╭─ RECORDS SHOWN

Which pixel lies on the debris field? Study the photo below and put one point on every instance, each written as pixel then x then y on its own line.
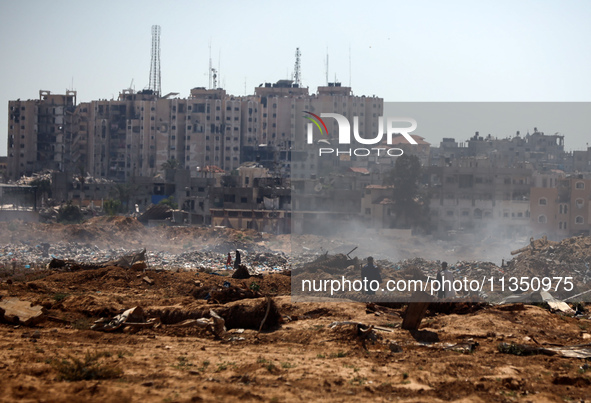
pixel 109 321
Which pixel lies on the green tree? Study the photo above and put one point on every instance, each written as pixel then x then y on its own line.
pixel 411 203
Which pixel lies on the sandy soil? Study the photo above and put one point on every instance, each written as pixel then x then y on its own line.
pixel 301 359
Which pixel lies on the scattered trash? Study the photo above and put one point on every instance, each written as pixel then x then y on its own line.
pixel 13 310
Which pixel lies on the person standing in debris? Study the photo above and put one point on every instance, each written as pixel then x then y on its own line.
pixel 229 261
pixel 445 279
pixel 369 273
pixel 237 260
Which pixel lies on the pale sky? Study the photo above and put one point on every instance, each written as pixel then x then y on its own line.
pixel 399 50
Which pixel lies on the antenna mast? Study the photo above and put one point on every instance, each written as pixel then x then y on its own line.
pixel 155 64
pixel 327 66
pixel 297 72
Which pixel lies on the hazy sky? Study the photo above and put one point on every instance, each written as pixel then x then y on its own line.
pixel 400 50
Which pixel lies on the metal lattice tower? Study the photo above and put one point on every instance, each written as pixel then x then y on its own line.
pixel 297 72
pixel 155 64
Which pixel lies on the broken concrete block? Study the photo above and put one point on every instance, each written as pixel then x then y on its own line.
pixel 148 280
pixel 416 310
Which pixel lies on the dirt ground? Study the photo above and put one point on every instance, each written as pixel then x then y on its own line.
pixel 453 357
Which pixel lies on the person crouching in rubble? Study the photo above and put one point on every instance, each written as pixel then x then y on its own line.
pixel 445 279
pixel 237 260
pixel 370 272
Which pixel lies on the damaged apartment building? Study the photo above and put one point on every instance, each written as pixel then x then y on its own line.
pixel 139 133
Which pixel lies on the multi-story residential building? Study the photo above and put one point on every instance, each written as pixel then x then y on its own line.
pixel 39 133
pixel 562 210
pixel 471 194
pixel 139 133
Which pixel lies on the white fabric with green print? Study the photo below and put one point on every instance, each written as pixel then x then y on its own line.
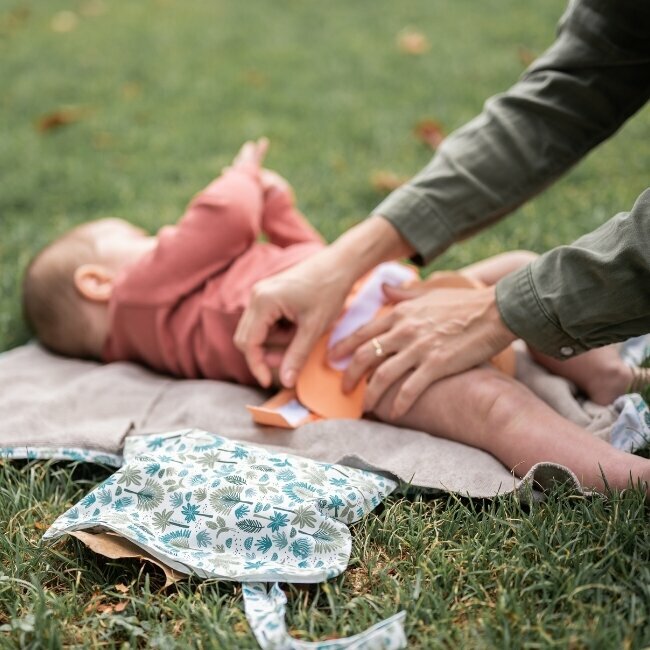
pixel 216 508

╰─

__WHAT NEEDS TO BE DONE__.
Give every line of the records above as a numbered list, skipping any blank lines and leaving the pictures out.

__SOLVED EXERCISE__.
1. Which pixel lies on the debris field? Study the photo below and put one point on every instance, each written as pixel then x then y on its own line.
2. pixel 109 321
3. Which pixel lies on the green tree? Study the photo above and put one point on every instance, each written as pixel then x then y on its own line.
4. pixel 411 203
5. Which pixel lies on the sandy soil? Study the photo above and put one point on every instance, each written as pixel then x then y on its own line.
6. pixel 301 359
7. Which pixel lies on the scattered trash? Study the photo above and put one point on every instance, each written as pixel then x then y on its own line.
8. pixel 13 310
9. Which pixel lies on the person standing in debris? Study the photo above and put one point on every instance, each written as pixel then x then y on its own line.
10. pixel 229 261
11. pixel 445 279
12. pixel 369 273
13. pixel 237 260
14. Which pixel lies on the pale sky? Study the photo above and put one point on every instance, each written as pixel then x then y on its own line.
15. pixel 399 50
16. Which pixel lies on the antenna mast? Study the photo above and put one point on every instance, each written as pixel then x then y on its own line.
17. pixel 155 64
18. pixel 327 66
19. pixel 297 72
20. Which pixel lies on the hazy sky? Study the photo above and put one point on every instance, each written as pixel then x then y on its own line.
21. pixel 400 50
22. Which pixel lies on the metal lattice tower? Study the photo above and put one point on every instance, each written as pixel then x then y on its own line.
23. pixel 297 72
24. pixel 155 64
25. Which pixel lies on the broken concrete block? Study the photo above and put one point on every instance, each written as pixel then x then y on its own line.
26. pixel 148 280
27. pixel 416 310
28. Which pixel lies on the dirt ground? Study the photo above and put one point on every instance, each written as pixel then x then y on its own line.
29. pixel 453 357
30. Which pixel lies on the person crouching in rubble? Study the photo above and put one point on every instance, each written as pixel then x then y on its own line.
31. pixel 445 279
32. pixel 237 260
33. pixel 370 272
34. Which pixel lies on the damaged apartment building? Study the photo above and put one point on every instance, each written as pixel then x then y on its own line.
35. pixel 139 133
36. Which pixel lies on the multi-story residential building? Study the photo above and put one point on every instance, each written as pixel then x then y on its own line.
37. pixel 39 133
38. pixel 562 210
39. pixel 471 194
40. pixel 139 133
41. Which pixel lies on the white fabric with green print? Study the photo below and put one point on every instance, each written as pixel then x then y on its own line.
42. pixel 216 508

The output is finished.